## TASK INSTRUCTIONS
**A.** According to the excerpt on Scott, in what year did she retire as director of the Australian Ballet School?
**B.** Swap "remarkable" for "outstanding" in the excerpt on Scott, and write out everything from "Scott then undertook" down to "internationally known choreographer.".

## EXCERPT
★ ★ ★
Scott then undertook planning for the foundation of the Australian Ballet School, which was realised in 1964. Appointed by Van Praagh as the first director of the school, she remained in this post for 26 years, until she retired in 1990. Pamela Ruskin notes that her long tenure, she exerted a powerful influence on the development of the school and its students, many of whom became remarkable dancers, choreographers, directors, and teachers, including Marilyn Rowe, celebrated ballerina and former director of the Australian Ballet School, and Graeme Murphy, former director of the Sydney Dance Company and internationally known choreographer.

==Related activities==
During her years as director and administrator of the Australian Ballet School, Scott also choreographed several ballets, notably Recollections of a Beloved Place, set to music by Tchaikovsky, for Ballet Victoria in 1975. She expanded her activities in the performing arts as representative of Australia on the Council of the World Dance Alliance, as a jurist at international ballet competitions in Moscow, and as leader of a group of teachers at ballet companies in Beijing and Shanghai. During the 1990s, Dame Margaret returned to the stage on a number of occasions. In 1990, she danced as Aunt Sophy in a gala performance of The Nutcracker, produced in her honour by Robert Ray, and she showed herself to be a talented actress in a non-dancing role in the play In the Body of the Son by Nicholas Rowe, presented at the Darwin Festival in 1995. Her greatest triumph, however, came in 1992, when, at the age of 70, she appeared as Clara the Elder in Nutcracker: The Story of Clara, Graeme Murphy's imaginative reinterpretation of the Christmas classic. She repeated the role during the 1994 and 2000 seasons of the Australian Ballet.
★ ★ ★
## GIVEN INFORMATION
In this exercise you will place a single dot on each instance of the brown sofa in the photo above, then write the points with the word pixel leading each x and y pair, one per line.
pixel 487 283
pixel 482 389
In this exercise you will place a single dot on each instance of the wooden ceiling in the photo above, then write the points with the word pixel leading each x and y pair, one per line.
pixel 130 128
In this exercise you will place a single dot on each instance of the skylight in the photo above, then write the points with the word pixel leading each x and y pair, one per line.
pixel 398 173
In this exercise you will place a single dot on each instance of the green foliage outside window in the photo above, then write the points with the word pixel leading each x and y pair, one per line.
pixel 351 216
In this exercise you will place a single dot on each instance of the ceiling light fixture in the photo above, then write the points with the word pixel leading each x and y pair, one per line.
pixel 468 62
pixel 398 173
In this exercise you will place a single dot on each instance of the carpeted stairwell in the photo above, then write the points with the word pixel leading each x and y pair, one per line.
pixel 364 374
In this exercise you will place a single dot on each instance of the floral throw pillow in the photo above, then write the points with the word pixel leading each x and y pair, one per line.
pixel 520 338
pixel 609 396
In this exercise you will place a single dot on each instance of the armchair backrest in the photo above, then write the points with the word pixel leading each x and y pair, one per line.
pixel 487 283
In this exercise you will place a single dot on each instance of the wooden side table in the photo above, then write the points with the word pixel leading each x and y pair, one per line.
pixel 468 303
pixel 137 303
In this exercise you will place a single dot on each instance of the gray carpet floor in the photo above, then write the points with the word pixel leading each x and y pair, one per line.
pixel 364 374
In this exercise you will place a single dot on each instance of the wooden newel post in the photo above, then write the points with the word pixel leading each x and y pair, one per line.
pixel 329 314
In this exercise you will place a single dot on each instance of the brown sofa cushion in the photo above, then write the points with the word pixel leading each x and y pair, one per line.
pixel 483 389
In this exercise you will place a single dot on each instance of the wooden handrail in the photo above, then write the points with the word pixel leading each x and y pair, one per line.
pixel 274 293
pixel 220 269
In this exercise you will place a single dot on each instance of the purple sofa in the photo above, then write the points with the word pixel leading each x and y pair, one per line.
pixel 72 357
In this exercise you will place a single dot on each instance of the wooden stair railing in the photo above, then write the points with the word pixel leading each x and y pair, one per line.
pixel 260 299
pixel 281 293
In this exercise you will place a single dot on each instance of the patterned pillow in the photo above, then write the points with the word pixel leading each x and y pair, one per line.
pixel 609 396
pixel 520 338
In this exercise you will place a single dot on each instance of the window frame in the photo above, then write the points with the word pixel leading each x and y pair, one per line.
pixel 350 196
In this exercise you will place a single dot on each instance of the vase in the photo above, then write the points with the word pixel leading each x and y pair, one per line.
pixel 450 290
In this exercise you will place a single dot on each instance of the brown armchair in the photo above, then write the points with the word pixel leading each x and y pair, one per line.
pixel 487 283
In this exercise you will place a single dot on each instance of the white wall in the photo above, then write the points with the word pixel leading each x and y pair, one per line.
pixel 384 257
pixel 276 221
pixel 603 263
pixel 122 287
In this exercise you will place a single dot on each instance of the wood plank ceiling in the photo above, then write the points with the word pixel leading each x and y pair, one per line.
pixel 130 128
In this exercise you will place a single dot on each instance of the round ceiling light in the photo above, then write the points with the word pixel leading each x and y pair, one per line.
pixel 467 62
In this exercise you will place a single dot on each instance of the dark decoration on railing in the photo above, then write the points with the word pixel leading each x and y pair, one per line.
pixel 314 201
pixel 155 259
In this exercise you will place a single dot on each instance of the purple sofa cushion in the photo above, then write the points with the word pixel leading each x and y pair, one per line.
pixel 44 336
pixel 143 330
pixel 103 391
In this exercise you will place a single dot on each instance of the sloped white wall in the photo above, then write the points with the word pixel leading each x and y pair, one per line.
★ ★ ★
## TASK ANSWERS
**A.** 1990

**B.**
Scott then undertook planning for the foundation of the Australian Ballet School, which was realised in 1964. Appointed by Van Praagh as the first director of the school, she remained in this post for 26 years, until she retired in 1990. Pamela Ruskin notes that her long tenure, she exerted a powerful influence on the development of the school and its students, many of whom became outstanding dancers, choreographers, directors, and teachers, including Marilyn Rowe, celebrated ballerina and former director of the Australian Ballet School, and Graeme Murphy, former director of the Sydney Dance Company and internationally known choreographer.